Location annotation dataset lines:
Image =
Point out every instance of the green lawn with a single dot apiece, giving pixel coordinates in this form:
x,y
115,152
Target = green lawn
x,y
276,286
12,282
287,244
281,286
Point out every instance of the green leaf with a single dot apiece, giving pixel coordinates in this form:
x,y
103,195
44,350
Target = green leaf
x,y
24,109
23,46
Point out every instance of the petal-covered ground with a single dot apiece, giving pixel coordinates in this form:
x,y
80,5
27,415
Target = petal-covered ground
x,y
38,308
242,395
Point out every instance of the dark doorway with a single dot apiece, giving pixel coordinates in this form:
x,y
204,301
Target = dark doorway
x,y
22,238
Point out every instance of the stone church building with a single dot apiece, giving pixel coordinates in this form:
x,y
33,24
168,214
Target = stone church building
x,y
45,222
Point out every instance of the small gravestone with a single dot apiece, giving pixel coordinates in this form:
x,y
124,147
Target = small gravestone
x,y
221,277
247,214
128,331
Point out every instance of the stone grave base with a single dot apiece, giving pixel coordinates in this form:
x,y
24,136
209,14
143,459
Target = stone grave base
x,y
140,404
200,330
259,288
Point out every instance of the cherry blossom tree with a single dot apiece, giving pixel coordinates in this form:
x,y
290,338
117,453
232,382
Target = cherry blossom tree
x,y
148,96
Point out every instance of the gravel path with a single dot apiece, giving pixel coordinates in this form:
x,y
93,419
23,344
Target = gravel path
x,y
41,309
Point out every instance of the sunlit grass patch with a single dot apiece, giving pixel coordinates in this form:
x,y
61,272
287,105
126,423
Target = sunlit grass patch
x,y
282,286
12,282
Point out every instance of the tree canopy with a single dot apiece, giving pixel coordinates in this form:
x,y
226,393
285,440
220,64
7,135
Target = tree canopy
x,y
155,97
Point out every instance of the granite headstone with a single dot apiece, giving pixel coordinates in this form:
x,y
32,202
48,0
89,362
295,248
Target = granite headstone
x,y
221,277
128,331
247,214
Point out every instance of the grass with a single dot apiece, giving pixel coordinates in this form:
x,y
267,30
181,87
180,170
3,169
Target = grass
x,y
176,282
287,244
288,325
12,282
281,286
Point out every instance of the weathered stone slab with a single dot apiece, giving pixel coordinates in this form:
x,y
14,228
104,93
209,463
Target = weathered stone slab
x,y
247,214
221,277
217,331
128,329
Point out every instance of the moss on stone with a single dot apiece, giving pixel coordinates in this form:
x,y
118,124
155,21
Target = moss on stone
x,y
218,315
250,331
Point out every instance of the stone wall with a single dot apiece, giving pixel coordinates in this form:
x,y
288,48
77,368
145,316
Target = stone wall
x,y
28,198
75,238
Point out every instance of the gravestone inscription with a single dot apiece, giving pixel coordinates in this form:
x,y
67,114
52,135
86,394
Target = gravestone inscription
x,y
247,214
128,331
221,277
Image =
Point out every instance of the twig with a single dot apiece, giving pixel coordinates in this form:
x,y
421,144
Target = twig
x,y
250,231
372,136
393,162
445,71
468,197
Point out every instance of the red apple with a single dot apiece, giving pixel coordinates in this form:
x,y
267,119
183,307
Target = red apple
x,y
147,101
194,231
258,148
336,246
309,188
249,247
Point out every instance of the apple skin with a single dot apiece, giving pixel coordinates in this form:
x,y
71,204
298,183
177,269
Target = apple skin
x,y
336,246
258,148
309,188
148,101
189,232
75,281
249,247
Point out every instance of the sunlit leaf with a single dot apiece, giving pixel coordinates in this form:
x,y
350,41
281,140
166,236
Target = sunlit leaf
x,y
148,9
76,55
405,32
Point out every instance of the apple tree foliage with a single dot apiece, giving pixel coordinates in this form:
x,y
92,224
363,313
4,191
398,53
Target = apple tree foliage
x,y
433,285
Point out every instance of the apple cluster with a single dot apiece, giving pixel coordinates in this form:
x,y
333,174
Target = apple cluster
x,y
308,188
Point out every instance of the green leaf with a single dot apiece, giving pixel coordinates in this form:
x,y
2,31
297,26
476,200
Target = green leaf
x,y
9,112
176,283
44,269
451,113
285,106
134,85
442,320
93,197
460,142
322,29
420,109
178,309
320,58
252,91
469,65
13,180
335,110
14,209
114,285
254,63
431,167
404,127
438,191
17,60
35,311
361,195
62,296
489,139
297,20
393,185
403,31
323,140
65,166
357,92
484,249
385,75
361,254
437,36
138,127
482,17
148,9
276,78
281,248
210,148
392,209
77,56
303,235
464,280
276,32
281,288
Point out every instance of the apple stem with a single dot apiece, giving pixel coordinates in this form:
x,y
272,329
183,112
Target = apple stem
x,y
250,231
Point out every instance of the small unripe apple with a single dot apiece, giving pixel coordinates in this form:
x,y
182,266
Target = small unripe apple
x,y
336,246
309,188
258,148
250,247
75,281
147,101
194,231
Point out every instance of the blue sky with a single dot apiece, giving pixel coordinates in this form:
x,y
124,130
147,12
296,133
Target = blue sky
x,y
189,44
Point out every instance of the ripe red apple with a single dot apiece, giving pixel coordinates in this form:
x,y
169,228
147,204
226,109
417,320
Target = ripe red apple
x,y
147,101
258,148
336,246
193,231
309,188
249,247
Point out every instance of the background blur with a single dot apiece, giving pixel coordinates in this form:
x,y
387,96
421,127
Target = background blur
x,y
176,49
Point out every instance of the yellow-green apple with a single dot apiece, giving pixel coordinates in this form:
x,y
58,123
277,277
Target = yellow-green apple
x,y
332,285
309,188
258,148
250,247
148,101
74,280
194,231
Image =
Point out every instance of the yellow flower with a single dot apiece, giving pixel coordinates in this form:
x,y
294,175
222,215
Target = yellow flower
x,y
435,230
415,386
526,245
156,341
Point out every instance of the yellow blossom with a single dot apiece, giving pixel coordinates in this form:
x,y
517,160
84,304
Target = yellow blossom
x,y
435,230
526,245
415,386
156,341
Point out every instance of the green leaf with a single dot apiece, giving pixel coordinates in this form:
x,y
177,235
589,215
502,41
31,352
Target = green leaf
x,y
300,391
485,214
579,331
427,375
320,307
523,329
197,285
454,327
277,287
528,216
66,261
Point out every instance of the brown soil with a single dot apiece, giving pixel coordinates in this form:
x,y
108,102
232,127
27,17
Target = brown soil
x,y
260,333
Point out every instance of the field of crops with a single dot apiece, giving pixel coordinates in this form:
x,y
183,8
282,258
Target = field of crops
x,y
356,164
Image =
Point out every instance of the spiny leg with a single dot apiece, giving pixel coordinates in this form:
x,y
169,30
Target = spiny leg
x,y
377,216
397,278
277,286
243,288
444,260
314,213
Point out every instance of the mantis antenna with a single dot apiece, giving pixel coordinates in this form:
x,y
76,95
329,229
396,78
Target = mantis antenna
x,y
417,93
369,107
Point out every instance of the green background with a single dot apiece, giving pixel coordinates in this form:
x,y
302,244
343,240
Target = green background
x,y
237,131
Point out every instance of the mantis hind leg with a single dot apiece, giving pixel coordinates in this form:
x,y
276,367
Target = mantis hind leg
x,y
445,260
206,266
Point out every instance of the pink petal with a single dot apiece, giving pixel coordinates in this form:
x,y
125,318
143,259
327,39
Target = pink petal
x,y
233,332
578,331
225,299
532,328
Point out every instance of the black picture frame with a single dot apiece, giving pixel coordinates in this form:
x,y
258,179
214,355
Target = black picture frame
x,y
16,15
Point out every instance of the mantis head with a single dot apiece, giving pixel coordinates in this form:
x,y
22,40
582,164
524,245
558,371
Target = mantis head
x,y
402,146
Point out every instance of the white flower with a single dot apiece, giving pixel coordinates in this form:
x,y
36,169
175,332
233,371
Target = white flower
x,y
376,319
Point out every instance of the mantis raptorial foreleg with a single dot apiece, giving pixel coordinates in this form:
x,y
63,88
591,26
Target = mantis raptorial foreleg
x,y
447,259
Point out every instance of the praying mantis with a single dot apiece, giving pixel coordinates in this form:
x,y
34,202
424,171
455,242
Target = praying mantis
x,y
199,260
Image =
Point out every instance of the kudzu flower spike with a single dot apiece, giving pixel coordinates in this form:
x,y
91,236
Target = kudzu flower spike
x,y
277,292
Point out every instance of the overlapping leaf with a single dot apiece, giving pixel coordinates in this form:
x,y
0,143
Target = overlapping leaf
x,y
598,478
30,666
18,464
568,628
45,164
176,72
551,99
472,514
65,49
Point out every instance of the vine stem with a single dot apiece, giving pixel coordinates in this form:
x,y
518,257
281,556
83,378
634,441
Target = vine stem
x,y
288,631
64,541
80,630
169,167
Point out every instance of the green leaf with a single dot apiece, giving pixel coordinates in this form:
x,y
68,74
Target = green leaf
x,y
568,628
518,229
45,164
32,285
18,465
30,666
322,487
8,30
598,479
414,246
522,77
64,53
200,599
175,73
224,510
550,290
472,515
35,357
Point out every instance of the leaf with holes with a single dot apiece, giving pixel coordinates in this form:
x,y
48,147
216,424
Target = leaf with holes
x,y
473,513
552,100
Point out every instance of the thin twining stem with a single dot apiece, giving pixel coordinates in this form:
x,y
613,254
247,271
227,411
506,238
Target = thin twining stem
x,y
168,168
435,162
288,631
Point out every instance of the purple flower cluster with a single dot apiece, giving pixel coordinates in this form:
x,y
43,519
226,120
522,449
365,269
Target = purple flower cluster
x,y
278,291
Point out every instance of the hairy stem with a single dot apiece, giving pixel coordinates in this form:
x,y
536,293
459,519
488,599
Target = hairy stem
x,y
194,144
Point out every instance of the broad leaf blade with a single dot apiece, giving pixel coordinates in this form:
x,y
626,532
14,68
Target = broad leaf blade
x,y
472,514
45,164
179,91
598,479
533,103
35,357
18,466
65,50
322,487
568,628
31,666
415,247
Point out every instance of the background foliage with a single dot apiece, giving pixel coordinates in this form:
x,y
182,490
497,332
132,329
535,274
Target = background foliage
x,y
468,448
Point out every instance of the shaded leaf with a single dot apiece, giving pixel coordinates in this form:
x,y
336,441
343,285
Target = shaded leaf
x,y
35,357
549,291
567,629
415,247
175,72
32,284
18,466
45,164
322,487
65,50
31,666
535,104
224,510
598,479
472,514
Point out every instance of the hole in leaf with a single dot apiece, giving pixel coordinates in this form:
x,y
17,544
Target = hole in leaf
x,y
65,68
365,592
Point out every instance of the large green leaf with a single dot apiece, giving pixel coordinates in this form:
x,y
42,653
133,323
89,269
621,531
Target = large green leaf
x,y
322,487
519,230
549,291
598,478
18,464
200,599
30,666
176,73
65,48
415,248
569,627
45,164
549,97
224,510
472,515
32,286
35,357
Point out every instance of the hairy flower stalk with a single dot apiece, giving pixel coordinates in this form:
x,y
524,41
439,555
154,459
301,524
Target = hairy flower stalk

| Directions for this task |
Recast the lines from the one containing "Point out every instance of the background foliage" through the last line as a numbered list, leaving out any blank lines.

| Task answer |
1. Point out every instance of the background foliage with a single dot apiece, giving pixel coordinates in this form:
2. x,y
3. 182,490
4. 497,332
5. 132,329
6. 535,274
7. Target = background foliage
8. x,y
9. 468,448
10. Point out every instance of the shaded leaf with a single dot apiece, giving pixel coordinates in this form:
11. x,y
12. 336,441
13. 343,285
14. Target = shaded leaf
15. x,y
16. 35,357
17. 549,291
18. 567,629
19. 415,247
20. 175,72
21. 32,284
22. 18,466
23. 45,164
24. 322,487
25. 65,50
26. 31,666
27. 535,104
28. 224,510
29. 598,479
30. 472,514
31. Point out every instance of the hole in leaf with a single dot apiece, giving pixel coordinates in this form:
32. x,y
33. 17,544
34. Target = hole in leaf
35. x,y
36. 65,68
37. 365,592
38. Point out every instance of the large green leaf with a single dot apiece, giving pixel coordinates in this form:
39. x,y
40. 42,653
41. 133,323
42. 89,269
43. 621,531
44. Target = large green leaf
45. x,y
46. 322,487
47. 519,230
48. 549,291
49. 598,478
50. 18,464
51. 200,599
52. 30,666
53. 176,73
54. 65,48
55. 415,248
56. 569,627
57. 45,164
58. 549,97
59. 224,510
60. 472,515
61. 32,286
62. 35,357
63. Point out every instance of the hairy flower stalk with a single dot apiece, giving pixel coordinates in this form:
64. x,y
65. 524,41
66. 439,555
67. 154,459
68. 301,524
69. Target = hairy flower stalk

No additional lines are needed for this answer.